--- START ---
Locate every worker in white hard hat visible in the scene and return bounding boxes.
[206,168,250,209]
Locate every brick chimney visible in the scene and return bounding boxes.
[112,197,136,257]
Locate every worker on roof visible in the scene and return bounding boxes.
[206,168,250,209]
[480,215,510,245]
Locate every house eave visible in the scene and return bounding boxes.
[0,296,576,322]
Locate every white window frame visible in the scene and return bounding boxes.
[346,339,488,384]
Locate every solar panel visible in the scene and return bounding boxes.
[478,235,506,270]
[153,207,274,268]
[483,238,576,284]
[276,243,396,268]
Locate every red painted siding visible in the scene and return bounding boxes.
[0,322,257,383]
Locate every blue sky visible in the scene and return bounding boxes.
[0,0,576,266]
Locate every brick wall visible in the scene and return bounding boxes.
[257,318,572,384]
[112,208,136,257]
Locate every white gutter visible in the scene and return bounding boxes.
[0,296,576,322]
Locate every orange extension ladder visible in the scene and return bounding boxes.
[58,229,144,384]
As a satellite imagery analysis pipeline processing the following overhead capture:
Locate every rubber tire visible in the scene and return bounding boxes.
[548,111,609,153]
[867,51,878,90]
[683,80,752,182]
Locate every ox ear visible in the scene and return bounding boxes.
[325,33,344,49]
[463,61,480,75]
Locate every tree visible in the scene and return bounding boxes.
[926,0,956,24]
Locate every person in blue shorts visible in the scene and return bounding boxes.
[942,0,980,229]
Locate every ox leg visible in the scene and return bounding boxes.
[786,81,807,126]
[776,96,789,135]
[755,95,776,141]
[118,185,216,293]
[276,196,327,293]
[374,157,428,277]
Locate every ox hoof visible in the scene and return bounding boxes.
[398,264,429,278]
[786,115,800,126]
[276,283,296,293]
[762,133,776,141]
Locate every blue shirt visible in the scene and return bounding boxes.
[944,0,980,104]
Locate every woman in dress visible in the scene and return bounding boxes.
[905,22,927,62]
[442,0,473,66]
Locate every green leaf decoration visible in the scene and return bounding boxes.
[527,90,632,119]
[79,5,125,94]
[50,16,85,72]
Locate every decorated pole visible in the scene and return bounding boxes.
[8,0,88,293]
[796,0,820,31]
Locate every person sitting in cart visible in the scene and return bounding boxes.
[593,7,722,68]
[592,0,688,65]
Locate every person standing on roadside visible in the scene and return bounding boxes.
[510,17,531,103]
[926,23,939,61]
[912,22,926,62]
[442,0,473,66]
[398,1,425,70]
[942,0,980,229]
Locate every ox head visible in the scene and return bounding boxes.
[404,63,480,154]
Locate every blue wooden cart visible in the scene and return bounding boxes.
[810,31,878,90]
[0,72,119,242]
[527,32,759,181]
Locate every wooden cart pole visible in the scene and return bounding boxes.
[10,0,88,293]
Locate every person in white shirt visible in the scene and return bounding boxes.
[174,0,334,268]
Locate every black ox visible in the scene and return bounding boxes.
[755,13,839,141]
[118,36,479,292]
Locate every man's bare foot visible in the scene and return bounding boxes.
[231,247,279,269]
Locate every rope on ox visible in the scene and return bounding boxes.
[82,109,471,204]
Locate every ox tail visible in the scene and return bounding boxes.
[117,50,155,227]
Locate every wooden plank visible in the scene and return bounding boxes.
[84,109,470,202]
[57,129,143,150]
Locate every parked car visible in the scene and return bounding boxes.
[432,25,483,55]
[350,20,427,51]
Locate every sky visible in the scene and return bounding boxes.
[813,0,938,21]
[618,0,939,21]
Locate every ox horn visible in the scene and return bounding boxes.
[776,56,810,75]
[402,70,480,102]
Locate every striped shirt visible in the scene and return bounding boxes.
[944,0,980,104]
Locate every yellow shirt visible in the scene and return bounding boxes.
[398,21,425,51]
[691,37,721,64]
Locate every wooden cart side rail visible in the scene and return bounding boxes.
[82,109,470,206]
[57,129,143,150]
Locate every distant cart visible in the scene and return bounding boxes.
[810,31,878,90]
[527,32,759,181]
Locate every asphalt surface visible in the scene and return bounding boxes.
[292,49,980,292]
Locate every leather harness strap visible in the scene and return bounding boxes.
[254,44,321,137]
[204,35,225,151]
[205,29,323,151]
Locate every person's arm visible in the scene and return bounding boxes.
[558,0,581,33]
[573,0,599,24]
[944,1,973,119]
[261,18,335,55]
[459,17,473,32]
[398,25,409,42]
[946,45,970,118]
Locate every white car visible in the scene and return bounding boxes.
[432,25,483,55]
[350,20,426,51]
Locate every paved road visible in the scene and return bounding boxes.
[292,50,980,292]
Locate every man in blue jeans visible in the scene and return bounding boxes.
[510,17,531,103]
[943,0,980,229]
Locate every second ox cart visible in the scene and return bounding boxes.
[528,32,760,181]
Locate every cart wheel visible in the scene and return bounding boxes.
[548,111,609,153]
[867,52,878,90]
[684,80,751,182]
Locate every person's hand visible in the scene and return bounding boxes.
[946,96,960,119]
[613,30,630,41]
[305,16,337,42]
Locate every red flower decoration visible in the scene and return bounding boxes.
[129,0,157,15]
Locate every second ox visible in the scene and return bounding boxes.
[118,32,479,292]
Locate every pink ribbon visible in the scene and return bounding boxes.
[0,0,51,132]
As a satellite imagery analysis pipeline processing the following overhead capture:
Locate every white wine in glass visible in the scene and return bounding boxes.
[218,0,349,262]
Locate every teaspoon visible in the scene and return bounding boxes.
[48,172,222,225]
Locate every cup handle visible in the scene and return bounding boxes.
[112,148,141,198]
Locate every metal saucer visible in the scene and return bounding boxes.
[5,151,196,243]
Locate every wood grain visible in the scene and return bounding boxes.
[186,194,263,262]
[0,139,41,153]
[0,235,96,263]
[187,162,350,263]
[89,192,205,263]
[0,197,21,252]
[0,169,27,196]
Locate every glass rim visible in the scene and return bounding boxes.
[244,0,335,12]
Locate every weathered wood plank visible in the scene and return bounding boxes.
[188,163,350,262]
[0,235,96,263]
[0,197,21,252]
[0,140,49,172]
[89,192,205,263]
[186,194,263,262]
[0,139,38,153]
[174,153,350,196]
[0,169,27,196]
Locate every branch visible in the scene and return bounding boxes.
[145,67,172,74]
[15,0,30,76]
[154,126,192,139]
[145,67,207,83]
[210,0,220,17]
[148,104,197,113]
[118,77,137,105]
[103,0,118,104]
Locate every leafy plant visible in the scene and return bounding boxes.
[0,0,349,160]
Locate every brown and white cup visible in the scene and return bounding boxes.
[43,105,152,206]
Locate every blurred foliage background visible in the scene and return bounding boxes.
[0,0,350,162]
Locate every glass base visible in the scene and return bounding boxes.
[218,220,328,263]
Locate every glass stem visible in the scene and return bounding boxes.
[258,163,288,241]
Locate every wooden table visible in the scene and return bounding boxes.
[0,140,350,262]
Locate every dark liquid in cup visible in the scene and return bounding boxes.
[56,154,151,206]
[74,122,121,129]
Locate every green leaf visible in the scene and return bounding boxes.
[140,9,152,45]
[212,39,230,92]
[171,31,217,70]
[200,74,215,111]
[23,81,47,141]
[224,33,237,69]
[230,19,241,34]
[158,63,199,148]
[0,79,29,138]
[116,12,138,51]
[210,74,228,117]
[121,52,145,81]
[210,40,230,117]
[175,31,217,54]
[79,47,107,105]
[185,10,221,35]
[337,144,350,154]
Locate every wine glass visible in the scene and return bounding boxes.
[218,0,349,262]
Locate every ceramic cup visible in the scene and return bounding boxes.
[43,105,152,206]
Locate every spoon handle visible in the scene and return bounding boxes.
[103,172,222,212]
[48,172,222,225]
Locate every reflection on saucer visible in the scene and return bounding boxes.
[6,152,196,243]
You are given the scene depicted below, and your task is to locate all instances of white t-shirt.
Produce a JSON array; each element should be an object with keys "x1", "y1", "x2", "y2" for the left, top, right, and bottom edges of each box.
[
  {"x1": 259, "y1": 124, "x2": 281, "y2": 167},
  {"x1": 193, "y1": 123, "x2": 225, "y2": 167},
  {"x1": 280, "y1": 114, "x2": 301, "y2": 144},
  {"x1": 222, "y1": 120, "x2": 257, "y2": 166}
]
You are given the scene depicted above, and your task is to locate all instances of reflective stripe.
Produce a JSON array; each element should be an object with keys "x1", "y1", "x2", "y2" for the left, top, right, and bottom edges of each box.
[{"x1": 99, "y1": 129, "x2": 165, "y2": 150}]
--- END ---
▶ _PROBLEM TO SOLVE_
Rewrite the part of the entries above that opens with the line containing "Locate every green leaf visible" and closes with the line containing "[6,152,196,243]", switching "ceramic cup" to "coffee cup" and leaving everything else the same.

▶ _RESPONSE TO THE TASK_
Locate every green leaf visible in the scene and return bounding boxes.
[140,9,152,45]
[212,39,230,92]
[171,31,217,70]
[200,74,215,111]
[23,81,47,141]
[224,33,237,69]
[230,19,241,34]
[158,63,199,148]
[0,79,29,138]
[116,12,138,51]
[210,74,228,117]
[121,52,145,81]
[210,40,230,117]
[175,31,217,54]
[79,47,107,105]
[185,10,221,35]
[337,144,350,154]
Locate every wine glass visible in the scene and return bounding boxes.
[218,0,349,262]
Locate every coffee cup visible in the scene and return bounding boxes.
[43,105,152,206]
Locate every spoon handle visible in the scene and return bounding boxes.
[103,172,222,212]
[48,172,222,225]
Locate every reflection on saucer visible in the scene and return bounding boxes.
[6,152,196,243]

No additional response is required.